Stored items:
Content starts

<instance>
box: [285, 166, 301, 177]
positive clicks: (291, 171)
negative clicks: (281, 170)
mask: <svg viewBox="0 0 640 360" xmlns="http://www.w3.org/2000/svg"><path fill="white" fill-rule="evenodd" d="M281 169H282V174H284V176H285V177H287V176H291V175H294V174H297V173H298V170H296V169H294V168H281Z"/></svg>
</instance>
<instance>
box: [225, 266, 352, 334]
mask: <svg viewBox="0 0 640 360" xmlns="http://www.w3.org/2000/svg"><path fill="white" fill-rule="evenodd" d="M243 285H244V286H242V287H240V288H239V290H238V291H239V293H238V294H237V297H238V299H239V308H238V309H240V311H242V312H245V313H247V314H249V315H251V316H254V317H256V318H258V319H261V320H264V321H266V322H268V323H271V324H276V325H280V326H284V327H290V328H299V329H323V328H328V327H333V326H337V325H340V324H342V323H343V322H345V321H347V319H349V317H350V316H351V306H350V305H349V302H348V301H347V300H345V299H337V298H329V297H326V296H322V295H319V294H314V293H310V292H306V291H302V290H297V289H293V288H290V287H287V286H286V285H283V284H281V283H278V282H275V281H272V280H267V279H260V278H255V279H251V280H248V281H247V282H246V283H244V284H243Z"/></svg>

Content ends

▶ [Requirement]
Lay out every line of the material above as a Markdown table with the columns Row and Line. Number the rows in order and leave out any blank lines.

▶ [Answer to this problem]
| Row | Line |
|---|---|
| 1 | <instance> |
| 2 | box: [285, 166, 301, 177] |
| 3 | positive clicks: (291, 171) |
| 4 | negative clicks: (281, 170) |
| 5 | mask: <svg viewBox="0 0 640 360" xmlns="http://www.w3.org/2000/svg"><path fill="white" fill-rule="evenodd" d="M281 169H282V174H284V176H285V177H287V176H291V175H294V174H297V173H298V170H296V169H294V168H281Z"/></svg> |
| 6 | </instance> |
| 7 | <instance> |
| 8 | box: [225, 266, 352, 334] |
| 9 | mask: <svg viewBox="0 0 640 360" xmlns="http://www.w3.org/2000/svg"><path fill="white" fill-rule="evenodd" d="M243 285H244V286H242V287H240V288H239V290H238V291H239V293H238V294H237V297H238V299H239V308H238V309H240V311H242V312H245V313H247V314H249V315H251V316H254V317H256V318H258V319H261V320H264V321H266V322H268V323H271V324H276V325H280V326H284V327H290V328H299V329H323V328H328V327H333V326H337V325H340V324H342V323H343V322H345V321H347V319H349V317H350V316H351V306H350V305H349V302H348V301H347V300H345V299H337V298H329V297H326V296H322V295H319V294H314V293H310V292H306V291H302V290H297V289H293V288H290V287H287V286H286V285H283V284H281V283H278V282H275V281H272V280H267V279H260V278H255V279H251V280H248V281H247V282H246V283H244V284H243Z"/></svg> |